• **DIRECTIONS**
Every entry below must be copied exactly, with nothing left out.

• **INFORMATION SHOWN**
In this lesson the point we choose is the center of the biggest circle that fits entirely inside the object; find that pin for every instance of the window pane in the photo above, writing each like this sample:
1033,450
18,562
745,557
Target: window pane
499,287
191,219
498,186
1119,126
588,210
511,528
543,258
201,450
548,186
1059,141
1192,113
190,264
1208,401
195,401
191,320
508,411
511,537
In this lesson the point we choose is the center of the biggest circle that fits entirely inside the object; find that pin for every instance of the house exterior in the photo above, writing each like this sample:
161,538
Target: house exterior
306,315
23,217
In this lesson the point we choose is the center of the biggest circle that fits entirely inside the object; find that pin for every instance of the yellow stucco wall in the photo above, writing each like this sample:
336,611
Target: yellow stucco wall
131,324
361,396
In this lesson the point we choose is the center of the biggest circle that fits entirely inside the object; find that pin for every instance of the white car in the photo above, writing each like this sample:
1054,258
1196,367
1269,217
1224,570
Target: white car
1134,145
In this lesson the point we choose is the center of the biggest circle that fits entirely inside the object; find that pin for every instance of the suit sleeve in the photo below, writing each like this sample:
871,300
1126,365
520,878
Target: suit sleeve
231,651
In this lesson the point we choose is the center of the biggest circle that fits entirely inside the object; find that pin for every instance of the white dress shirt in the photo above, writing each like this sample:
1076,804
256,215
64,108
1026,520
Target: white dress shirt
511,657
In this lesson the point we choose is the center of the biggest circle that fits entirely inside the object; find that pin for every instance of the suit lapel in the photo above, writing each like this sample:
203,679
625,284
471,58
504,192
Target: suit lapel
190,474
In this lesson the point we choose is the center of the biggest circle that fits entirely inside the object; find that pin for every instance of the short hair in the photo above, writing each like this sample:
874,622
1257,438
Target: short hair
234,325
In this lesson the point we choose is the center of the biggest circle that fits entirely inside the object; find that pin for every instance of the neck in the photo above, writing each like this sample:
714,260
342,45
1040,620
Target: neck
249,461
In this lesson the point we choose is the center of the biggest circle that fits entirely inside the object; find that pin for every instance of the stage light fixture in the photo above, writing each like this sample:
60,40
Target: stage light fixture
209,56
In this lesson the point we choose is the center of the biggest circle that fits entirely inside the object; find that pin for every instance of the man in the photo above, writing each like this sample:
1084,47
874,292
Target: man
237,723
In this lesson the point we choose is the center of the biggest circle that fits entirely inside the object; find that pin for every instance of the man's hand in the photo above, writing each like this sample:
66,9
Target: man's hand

• **OUTPUT OF THE EXERCISE**
In this lesson the point we choose is the center of the biggest circle that fits entirely inside the object; find that pin for every instance of the window pane in the photo above, writing each like this sample:
1033,450
18,562
745,557
Target: window pane
499,287
191,219
498,186
1119,126
588,210
511,528
543,258
201,450
548,186
1059,141
1192,113
190,264
1208,401
195,401
191,320
508,411
511,537
In this lesson the point we choose is the center of the biggest circle that fits entirely inside the object; find that pin for every instance of the house exterior in the photo above, writing each like this sample:
161,538
Target: house exterior
306,315
23,217
In this lesson the point we choose is the center of the biggest circle that fits entirely inside the object; find that pin for every instance of the yellow stucco wall in the photo above, writing each like this sample:
336,611
Target: yellow stucco wall
131,324
361,396
In this lesson the point we choose is the center of the biggest circle that fits entirely inside the object; find that pin for every instance of the white car in the photo above, writing each like this sample:
1054,258
1196,367
1269,217
1224,570
Target: white car
1134,145
In this lesson the point we choose is the center of the biggest circle that fits entirely inside the object; find that pin for every instance of the suit sleeve in the photo below, writing each like this sample:
871,300
1126,365
520,878
Target: suit sleeve
231,651
In this lesson the point we choose is the center of the biggest circle that fits entirely inside the object; find that pin for every instance of the white dress shirt in the photo above, writing each like this sample:
1076,804
256,215
64,108
1026,520
Target: white dress shirt
511,657
In this lesson the point we choose is the center of the biggest circle that fits entirely inside the object; find that pin for every instance of the suit lapel in the photo above, writing each like this sample:
203,679
625,284
471,58
504,192
Target: suit lapel
190,474
In this lesson the point we choose is the center of the biggest circle that fits entirely inside the object; find that pin for every instance of the short hair in the photo above, writing each like this sample:
874,622
1257,438
Target: short hair
234,325
In this lesson the point we choose is the center of the biggest circle that fits entirely inside the object; find that pin for every instance of the neck in the photo above, writing each like this sample:
714,260
342,45
1040,620
Target: neck
249,461
In this lesson the point we choose is the center of the biggest circle that fits entirely inside the object; find that pin for every instance of the stage light fixture in the photo above, writing each like this sample:
60,40
Target: stage light fixture
209,56
In this lesson the point we choose is the center of the biggest circle that fits entirely inside the object; find that pin for every instance of the man in the photo above, writing each like this sample:
1084,47
874,292
Target: man
237,723
In this lesson the point we choose is the center of the biggest circle that fits entirely inside the object; find that pin for every instance of the man's hand in the photo above, writing each like this sample:
66,9
Target: man's hand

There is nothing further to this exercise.